◆ Aim 1
Name every country mentioned in the Central Asia Metals interim financial notes.
◆ Aim 2
Answer these questions from the Central Asia Metals interim financial notes:
(a) What does the Group produce at its Kounrad operations?
(b) Under which standard was the interim financial information for the six months ended 30 June 2015 prepared?
(c) On what date did the Board of Directors approve the statutory accounts for the year ended 31 December 2014?
◆ Aim 3
Continue the Central Asia Metals interim financial notes from the point where they stop.

◆ Text excerpt
■ ■ ■

NOTES TO THE INTERIM FINANCIAL INFORMATION
For the six months period ended 30 June 2015
1. General information
Central Asia Metals plc ("CAML" or the "Company") and its
subsidiaries (the "Group") are a mining organisation with
operations primarily in Kazakhstan and a parent holding company
based in the United Kingdom.
The Group's principal business activity is the production of
copper cathode at its Kounrad operations in Kazakhstan. The Group
also owns two exploration projects in Mongolia which are held for
sale and owns a 75% shareholding in the Copper Bay tailings project
in Chile.
CAML is a public limited company, which is listed on the AIM
market of the London Stock Exchange and incorporated and domiciled
in the UK. The address of its registered office is Masters House,
107 Hammersmith Road, London, W14 0QH. The Company's registered
number is 5559627.
The condensed consolidated interim financial information
incorporate the results of Central Asia Metals plc and its
subsidiary undertakings as at 30 June 2015 and was approved by the
Directors for issue on 14 September 2015. This condensed interim
financial information does not constitute accounts within the
meaning of section 434 of the Companies Act 2006. Statutory
accounts for the year ended 31 December 2014 were approved by the
Board of Directors on 27 March 2015 and delivered to the Registrar
of Companies. The report of the auditors on those accounts was
unqualified.
The condensed consolidated interim financial information has not
been unaudited.
2. Basis of preparation
The condensed interim financial information for the six months
ended 30 June 2015 has been prepared in accordance with IAS 34,
'Interim financial reporting'. The condensed interim financial
information should be read in conjunction with the annual financial
statements for the year ended 31 December 2014, which have been
prepared in accordance with IFRS.
3. Accounting policies
The accounting policies, methods of computation and presentation
used in the preparation of the interim financial information are
the same as those used in the Group's audited financial statements
for the year ended 31 December 2014.
After review of the Group's operations, financial position and
forecasts, the Directors have a reasonable expectation that the
Group has adequate resources to continue in operational existence
for the foreseeable future. Accordingly, the Directors continue to
adopt the going concern basis in preparing the unaudited interim
financial information.

■ ■ ■

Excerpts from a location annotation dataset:
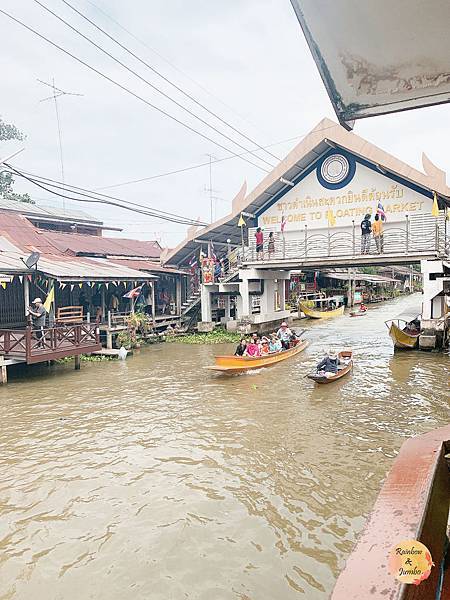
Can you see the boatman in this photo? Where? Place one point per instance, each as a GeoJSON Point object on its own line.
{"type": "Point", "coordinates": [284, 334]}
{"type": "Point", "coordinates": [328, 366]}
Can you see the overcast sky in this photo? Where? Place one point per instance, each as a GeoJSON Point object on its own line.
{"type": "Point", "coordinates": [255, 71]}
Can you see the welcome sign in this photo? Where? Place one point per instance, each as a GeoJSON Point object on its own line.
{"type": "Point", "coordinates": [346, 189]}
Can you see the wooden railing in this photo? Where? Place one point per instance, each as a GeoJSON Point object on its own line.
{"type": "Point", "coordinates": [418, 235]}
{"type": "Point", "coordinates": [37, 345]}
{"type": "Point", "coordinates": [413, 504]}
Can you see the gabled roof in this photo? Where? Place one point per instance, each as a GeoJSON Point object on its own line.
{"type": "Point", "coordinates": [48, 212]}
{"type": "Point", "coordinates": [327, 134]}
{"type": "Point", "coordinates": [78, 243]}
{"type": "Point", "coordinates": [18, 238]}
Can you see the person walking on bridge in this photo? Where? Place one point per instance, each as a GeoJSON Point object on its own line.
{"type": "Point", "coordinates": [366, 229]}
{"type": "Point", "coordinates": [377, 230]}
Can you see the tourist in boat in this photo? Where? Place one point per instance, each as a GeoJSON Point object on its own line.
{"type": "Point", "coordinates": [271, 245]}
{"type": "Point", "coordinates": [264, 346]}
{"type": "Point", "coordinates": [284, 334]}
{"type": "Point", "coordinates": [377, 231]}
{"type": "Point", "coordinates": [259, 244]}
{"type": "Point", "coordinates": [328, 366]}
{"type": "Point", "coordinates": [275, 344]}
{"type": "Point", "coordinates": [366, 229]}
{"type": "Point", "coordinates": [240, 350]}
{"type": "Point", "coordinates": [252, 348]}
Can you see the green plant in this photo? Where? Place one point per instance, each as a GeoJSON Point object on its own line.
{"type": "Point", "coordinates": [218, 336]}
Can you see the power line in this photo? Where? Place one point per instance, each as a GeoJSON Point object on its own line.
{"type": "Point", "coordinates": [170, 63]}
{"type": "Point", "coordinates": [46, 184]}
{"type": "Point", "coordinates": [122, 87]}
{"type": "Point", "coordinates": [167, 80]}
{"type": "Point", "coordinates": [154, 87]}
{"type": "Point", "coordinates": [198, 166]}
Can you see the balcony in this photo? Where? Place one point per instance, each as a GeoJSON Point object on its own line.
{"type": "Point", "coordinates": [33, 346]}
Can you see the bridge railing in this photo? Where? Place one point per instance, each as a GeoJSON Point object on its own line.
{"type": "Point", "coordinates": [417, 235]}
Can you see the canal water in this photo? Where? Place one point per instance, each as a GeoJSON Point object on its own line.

■ ■ ■

◆ Expected answer 1
Kazakhstan, the United Kingdom, Mongolia, Chile

◆ Expected answer 2
(a) Copper cathode
(b) IAS 34, 'Interim financial reporting'
(c) 27 March 2015

◆ Expected answer 3
Investment in Copper Bay Limited
The results of Copper Bay Limited and its subsidiaries have been
fully consolidated from 30 June 2015, being the date of the
additional investment of $3 million to increase CAML's shareholding
from 50% to 75% (note 8).
4. Estimates
The preparation of interim financial information requires
management to make judgements, estimates and assumptions that
affect the application of accounting policies and the reported
amounts of assets and liabilities, income and expense. Actual
results may differ from these estimates.
In preparing this condensed interim financial information, the
significant judgements made by management in applying the Group's
accounting policies and the key sources of estimation uncertainty
were the same as those that applied to the consolidated financial
statements for the year ended 31 December 2014.
5. Segmental information
The Board is the Group's chief operating decision-maker.
Management have determined the operating segments based on the
information reviewed by the Board for the purposes of allocating
resources and assessing performance. The Board considers the
business from a geographic perspective.
As at 30 June 2015, the Group had two business segments
consisting of an SX-EW copper plant at Kounrad in Kazakhstan and
the Copper Bay project in Chile. The Copper Bay project has been
reported as a segment for the first time for the period ended 30
June 2015 following the additional 25% investment made by CAML on
30 June 2015. The Group operations are controlled from a head
office in London, UK but this does not represent a separate
business segment.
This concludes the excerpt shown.